* THE PROBLEM *
Starting at the line that contains "Target: giant tree trunk" and ending at the line that contains "118 L 9 247", write out those lines again with "mark" changed to "outline" and everything else kept the same.

^^^^^^^^^^^^^^^^

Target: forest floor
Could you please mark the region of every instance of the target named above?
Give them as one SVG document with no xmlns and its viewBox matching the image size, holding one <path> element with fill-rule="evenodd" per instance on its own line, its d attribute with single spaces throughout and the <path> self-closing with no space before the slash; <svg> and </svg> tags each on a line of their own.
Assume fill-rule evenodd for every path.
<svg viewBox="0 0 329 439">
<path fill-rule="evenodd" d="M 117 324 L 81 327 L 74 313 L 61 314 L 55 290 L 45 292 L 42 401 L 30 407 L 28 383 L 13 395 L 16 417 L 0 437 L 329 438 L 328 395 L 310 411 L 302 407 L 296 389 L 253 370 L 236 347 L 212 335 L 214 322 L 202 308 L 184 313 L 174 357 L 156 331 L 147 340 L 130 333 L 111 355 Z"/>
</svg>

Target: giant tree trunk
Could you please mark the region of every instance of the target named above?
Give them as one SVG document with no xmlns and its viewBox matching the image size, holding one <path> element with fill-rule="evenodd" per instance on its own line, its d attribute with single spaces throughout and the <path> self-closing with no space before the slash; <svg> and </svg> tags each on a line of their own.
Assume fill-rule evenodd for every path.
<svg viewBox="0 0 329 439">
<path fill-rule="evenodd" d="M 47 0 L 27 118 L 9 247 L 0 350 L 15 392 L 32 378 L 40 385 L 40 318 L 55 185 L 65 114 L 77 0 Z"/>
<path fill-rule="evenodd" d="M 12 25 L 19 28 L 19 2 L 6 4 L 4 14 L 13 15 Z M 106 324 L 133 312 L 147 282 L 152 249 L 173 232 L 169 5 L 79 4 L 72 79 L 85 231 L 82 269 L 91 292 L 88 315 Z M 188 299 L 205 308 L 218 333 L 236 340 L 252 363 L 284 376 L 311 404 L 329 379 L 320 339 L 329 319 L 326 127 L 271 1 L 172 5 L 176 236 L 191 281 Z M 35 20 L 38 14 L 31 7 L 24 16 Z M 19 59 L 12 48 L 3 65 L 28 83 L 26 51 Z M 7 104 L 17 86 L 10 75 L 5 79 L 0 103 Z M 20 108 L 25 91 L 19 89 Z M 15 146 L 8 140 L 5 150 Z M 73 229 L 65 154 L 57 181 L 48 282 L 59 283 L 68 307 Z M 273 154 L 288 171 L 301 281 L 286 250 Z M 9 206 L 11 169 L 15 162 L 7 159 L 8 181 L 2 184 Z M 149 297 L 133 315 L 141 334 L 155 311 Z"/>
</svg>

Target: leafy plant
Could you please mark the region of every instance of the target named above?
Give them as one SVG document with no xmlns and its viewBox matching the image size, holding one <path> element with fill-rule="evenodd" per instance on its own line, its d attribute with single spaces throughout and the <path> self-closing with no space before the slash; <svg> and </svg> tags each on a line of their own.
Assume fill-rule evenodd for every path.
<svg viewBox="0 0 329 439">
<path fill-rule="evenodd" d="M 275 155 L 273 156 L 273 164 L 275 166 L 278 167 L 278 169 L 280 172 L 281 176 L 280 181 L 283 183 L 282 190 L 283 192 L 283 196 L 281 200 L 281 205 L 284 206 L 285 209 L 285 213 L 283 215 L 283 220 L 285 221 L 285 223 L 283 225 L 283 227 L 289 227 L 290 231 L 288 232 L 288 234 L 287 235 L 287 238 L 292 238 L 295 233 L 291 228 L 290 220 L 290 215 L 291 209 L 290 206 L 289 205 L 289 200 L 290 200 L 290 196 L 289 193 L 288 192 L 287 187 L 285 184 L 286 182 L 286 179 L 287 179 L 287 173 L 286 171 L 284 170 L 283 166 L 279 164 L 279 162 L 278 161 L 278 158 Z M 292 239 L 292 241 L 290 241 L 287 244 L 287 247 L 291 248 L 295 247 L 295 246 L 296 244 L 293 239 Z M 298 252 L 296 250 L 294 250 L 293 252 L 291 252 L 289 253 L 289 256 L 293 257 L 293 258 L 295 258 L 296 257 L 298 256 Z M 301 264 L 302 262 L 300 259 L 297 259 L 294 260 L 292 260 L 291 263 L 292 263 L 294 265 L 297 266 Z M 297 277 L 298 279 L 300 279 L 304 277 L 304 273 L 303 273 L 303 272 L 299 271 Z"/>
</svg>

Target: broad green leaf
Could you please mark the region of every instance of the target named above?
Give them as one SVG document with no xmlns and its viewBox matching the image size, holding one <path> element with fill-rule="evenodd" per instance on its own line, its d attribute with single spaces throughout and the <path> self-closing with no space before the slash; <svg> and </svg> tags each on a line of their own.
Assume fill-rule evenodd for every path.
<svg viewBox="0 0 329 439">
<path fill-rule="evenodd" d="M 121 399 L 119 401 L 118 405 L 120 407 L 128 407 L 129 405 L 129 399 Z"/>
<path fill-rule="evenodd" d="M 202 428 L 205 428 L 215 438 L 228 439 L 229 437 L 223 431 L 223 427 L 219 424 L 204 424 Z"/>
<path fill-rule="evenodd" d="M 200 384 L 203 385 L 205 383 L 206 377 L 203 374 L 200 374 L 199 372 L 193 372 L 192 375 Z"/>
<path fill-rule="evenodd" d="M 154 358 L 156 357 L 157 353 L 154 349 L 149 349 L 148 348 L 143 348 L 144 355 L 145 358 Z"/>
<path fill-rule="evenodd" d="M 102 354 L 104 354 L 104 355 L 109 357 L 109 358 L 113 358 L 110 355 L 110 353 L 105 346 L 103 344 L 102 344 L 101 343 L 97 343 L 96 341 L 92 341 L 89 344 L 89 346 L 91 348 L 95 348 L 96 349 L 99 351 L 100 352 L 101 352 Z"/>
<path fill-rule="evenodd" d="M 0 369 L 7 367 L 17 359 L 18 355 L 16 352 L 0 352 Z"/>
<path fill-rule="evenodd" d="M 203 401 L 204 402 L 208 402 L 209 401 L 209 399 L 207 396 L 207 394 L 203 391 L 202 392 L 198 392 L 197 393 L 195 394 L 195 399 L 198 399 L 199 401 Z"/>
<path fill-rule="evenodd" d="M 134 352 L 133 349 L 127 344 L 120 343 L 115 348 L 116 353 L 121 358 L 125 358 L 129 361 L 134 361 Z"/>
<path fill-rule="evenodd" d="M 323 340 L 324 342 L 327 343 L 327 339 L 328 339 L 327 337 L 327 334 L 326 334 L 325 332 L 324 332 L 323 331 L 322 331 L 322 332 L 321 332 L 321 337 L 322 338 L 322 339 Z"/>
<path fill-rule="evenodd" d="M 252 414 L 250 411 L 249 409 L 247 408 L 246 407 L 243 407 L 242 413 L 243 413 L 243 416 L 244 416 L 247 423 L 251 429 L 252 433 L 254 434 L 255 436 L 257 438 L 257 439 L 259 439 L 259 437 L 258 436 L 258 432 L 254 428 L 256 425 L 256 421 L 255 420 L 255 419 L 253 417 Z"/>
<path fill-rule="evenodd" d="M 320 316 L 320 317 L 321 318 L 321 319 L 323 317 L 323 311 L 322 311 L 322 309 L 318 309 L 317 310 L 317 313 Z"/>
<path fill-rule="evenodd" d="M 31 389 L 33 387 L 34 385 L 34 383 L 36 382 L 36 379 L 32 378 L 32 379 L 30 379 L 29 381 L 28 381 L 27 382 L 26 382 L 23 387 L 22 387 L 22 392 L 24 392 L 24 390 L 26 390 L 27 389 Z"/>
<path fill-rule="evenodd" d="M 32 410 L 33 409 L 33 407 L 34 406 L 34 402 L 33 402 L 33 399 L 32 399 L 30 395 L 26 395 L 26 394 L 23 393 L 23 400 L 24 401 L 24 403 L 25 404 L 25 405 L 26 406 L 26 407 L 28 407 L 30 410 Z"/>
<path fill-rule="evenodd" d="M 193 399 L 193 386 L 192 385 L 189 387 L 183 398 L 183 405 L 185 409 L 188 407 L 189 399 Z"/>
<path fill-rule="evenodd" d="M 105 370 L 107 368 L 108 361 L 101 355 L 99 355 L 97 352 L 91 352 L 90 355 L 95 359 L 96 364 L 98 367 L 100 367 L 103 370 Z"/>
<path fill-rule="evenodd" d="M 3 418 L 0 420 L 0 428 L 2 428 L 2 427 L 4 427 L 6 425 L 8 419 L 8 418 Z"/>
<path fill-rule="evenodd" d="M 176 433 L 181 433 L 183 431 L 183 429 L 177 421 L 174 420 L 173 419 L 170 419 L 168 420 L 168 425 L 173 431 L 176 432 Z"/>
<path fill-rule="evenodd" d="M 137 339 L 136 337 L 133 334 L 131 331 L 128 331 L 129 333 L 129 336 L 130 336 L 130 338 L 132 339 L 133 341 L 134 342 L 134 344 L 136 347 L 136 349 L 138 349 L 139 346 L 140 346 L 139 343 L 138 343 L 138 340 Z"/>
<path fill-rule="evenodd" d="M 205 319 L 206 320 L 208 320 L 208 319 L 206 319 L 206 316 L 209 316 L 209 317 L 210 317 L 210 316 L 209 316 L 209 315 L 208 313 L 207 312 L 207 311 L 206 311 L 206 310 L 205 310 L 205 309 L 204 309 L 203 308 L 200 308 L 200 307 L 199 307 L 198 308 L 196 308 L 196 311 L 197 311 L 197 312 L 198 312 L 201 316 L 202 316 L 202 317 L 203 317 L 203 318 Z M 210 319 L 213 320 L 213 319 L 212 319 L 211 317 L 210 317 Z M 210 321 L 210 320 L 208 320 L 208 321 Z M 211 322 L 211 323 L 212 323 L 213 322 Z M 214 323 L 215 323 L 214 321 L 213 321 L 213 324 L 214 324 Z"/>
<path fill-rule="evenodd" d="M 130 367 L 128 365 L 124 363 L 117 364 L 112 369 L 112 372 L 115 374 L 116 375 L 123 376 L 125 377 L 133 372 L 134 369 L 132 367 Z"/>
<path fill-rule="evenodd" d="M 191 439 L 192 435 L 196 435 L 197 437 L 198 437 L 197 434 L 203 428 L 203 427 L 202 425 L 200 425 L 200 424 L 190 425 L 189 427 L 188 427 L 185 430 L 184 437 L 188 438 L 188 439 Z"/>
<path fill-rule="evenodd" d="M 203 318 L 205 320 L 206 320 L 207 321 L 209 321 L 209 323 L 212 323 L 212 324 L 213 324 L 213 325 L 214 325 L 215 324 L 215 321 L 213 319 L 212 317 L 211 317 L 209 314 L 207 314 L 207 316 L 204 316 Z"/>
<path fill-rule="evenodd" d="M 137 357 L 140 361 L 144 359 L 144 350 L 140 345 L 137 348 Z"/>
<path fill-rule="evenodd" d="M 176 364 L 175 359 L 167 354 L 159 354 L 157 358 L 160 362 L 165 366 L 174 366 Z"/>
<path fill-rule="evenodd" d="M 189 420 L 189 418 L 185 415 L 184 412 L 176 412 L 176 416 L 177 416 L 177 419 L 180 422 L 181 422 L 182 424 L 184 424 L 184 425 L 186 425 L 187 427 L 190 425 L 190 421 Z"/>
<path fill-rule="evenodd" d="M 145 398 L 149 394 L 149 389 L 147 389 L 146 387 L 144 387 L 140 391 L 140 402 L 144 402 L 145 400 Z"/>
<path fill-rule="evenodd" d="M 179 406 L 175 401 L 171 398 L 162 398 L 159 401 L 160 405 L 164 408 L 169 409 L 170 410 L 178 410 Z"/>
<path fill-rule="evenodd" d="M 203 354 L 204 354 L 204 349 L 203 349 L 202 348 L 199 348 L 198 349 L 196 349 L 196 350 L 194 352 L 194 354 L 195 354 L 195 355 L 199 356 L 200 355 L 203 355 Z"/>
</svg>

^^^^^^^^^^^^^^^^

* SOLUTION TO THIS TASK *
Target: giant tree trunk
Could you please outline the region of every instance of the target named above?
Give them as one SVG document with no xmlns and its viewBox matching the image size, holding one <path> element with fill-rule="evenodd" per instance on its own line, its d attribute with single spaces throughout and the <path> self-closing with no space before the slash; <svg> and </svg> tags each on a line of their own.
Assume fill-rule evenodd for every path.
<svg viewBox="0 0 329 439">
<path fill-rule="evenodd" d="M 47 0 L 27 118 L 9 247 L 0 350 L 15 392 L 32 378 L 40 385 L 40 318 L 55 185 L 65 114 L 77 0 Z"/>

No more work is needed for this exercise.